-- BEGIN Material for this exercise --

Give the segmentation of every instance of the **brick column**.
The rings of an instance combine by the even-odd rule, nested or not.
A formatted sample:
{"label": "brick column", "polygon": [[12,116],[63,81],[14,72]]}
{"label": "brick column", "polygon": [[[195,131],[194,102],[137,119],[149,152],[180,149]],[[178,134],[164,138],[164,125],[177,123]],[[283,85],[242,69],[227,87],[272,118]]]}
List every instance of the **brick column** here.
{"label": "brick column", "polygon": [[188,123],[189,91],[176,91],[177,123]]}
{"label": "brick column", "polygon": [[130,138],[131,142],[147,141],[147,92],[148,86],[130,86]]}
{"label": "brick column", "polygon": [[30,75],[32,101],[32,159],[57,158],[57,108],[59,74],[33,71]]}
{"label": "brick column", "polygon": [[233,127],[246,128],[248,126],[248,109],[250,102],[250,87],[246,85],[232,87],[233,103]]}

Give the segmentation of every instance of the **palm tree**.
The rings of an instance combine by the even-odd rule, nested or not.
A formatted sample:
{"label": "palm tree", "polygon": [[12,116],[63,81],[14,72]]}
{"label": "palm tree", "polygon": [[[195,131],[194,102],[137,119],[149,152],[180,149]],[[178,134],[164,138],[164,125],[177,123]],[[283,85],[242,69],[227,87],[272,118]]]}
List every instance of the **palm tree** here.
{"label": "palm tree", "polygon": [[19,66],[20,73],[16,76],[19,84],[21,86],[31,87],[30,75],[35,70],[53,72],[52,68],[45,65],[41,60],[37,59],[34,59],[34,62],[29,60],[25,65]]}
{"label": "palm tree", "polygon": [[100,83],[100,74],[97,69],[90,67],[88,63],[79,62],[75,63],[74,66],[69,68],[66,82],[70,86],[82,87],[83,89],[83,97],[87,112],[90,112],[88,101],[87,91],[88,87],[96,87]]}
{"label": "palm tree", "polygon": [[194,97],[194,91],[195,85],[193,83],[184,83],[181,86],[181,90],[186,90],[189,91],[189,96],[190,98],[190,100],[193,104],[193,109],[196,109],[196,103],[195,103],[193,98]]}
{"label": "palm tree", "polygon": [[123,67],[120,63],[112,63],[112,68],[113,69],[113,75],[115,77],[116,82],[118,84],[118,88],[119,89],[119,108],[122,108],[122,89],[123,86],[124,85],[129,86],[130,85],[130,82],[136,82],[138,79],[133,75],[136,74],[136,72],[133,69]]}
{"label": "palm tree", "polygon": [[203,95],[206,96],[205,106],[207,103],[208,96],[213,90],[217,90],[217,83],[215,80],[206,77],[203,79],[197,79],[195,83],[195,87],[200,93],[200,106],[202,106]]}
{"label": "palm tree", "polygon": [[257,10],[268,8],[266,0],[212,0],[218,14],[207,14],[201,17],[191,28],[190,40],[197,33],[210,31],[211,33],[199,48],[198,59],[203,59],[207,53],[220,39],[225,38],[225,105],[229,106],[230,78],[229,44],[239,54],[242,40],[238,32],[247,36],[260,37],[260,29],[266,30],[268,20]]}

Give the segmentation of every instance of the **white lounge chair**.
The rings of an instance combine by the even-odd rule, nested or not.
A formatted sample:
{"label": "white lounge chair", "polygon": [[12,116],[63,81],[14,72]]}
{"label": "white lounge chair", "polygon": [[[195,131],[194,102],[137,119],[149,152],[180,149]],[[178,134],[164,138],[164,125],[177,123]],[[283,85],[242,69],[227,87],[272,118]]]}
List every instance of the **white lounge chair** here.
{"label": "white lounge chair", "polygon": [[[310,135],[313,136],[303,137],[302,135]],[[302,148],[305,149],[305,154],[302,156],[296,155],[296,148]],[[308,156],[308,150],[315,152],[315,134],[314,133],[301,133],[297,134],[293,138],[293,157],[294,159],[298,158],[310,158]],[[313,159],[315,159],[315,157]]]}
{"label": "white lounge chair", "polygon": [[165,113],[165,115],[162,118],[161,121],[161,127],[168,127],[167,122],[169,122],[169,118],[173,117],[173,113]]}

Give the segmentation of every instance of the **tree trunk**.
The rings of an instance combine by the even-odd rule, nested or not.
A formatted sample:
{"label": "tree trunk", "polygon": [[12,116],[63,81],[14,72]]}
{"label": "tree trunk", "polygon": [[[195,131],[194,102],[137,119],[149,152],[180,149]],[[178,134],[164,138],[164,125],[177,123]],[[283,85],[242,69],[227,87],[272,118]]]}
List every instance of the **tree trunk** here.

-- END Material for this exercise --

▸ Exercise directions:
Render every line of the items above as a Markdown table with the columns Row and Line, leaving out blank lines.

▸ Answer in full:
| Row | Line |
|---|---|
| 1 | Give the segmentation of every instance of the **brick column**. |
| 2 | The rings of an instance combine by the even-odd rule, nested or not. |
| 3 | A formatted sample: |
| 4 | {"label": "brick column", "polygon": [[12,116],[63,81],[14,72]]} |
| 5 | {"label": "brick column", "polygon": [[[195,131],[194,102],[137,119],[149,152],[180,149]],[[178,134],[164,138],[164,125],[177,123]],[[283,85],[242,69],[227,87],[272,118]]]} |
| 6 | List every instance of the **brick column** here. |
| 7 | {"label": "brick column", "polygon": [[188,123],[189,91],[176,91],[177,123]]} |
| 8 | {"label": "brick column", "polygon": [[130,138],[131,142],[147,141],[147,92],[148,86],[130,86]]} |
| 9 | {"label": "brick column", "polygon": [[30,75],[32,101],[32,159],[57,158],[57,108],[59,74],[33,71]]} |
| 10 | {"label": "brick column", "polygon": [[233,127],[246,128],[248,126],[248,109],[250,102],[250,87],[246,85],[232,87],[233,103]]} |
| 11 | Give the segmentation of every instance of the **palm tree**. |
| 12 | The rings of an instance combine by the even-odd rule, nested or not. |
| 13 | A formatted sample: |
| 14 | {"label": "palm tree", "polygon": [[12,116],[63,81],[14,72]]} |
| 15 | {"label": "palm tree", "polygon": [[[195,131],[194,102],[137,119],[149,152],[180,149]],[[178,134],[164,138],[164,125],[177,123]],[[283,85],[242,69],[227,87],[272,118]]]} |
| 16 | List every instance of the **palm tree** here. |
| 17 | {"label": "palm tree", "polygon": [[19,66],[20,73],[16,76],[19,84],[21,86],[31,87],[30,75],[35,70],[53,72],[52,68],[45,65],[41,60],[37,59],[34,59],[34,62],[29,60],[25,65]]} |
| 18 | {"label": "palm tree", "polygon": [[100,83],[100,74],[97,69],[90,67],[88,63],[79,62],[75,63],[74,66],[69,68],[66,82],[70,86],[82,87],[83,89],[83,97],[87,112],[90,112],[88,101],[87,91],[88,87],[96,87]]} |
| 19 | {"label": "palm tree", "polygon": [[194,97],[194,91],[195,85],[193,83],[184,83],[181,86],[181,90],[186,90],[189,91],[189,96],[190,98],[190,100],[193,104],[193,109],[196,109],[196,103],[195,103],[193,98]]} |
| 20 | {"label": "palm tree", "polygon": [[123,67],[120,63],[112,63],[112,68],[113,69],[113,75],[115,77],[116,82],[118,84],[118,88],[119,89],[119,108],[122,108],[122,89],[123,86],[124,85],[129,86],[130,85],[130,82],[136,82],[138,79],[133,75],[136,74],[136,72],[133,69]]} |
| 21 | {"label": "palm tree", "polygon": [[203,95],[206,96],[205,106],[207,103],[208,96],[213,90],[217,90],[217,83],[215,80],[206,77],[203,79],[197,79],[195,83],[195,87],[200,93],[200,106],[202,106]]} |
| 22 | {"label": "palm tree", "polygon": [[257,10],[268,8],[266,0],[212,0],[218,14],[207,14],[201,17],[191,28],[190,40],[197,33],[210,31],[211,33],[199,48],[198,59],[203,59],[207,53],[220,39],[225,38],[225,105],[229,106],[230,78],[229,44],[239,54],[242,40],[238,32],[247,36],[260,37],[260,29],[266,30],[268,20]]} |
| 23 | Give the segmentation of every instance of the **white lounge chair**. |
| 24 | The rings of an instance combine by the even-odd rule, nested or not. |
| 25 | A formatted sample: |
| 26 | {"label": "white lounge chair", "polygon": [[12,116],[63,81],[14,72]]} |
| 27 | {"label": "white lounge chair", "polygon": [[[195,131],[194,102],[137,119],[149,152],[180,149]],[[178,134],[164,138],[164,125],[177,123]],[[283,85],[242,69],[227,87],[272,118]]]} |
| 28 | List every instance of the **white lounge chair** here. |
| 29 | {"label": "white lounge chair", "polygon": [[[310,135],[313,136],[303,137],[302,135]],[[302,148],[305,149],[305,154],[302,156],[296,155],[296,148]],[[308,156],[308,150],[315,152],[315,134],[314,133],[301,133],[297,134],[293,138],[293,157],[294,159],[298,158],[310,158]],[[313,159],[315,159],[315,157]]]} |
| 30 | {"label": "white lounge chair", "polygon": [[165,113],[165,115],[162,118],[161,121],[161,127],[168,127],[167,122],[169,122],[169,118],[173,117],[173,113]]} |
| 31 | Give the segmentation of every instance of the **tree trunk**. |
| 32 | The rings of an instance combine by the even-odd rule, nested or not. |
| 33 | A formatted sample: |
| 34 | {"label": "tree trunk", "polygon": [[12,116],[63,81],[14,72]]} |
| 35 | {"label": "tree trunk", "polygon": [[[195,131],[194,102],[137,119],[149,152],[180,149]],[[178,134],[164,138],[164,125],[177,123]],[[283,85],[242,69],[227,87],[272,118]]]} |
| 36 | List every instance of the **tree trunk** here. |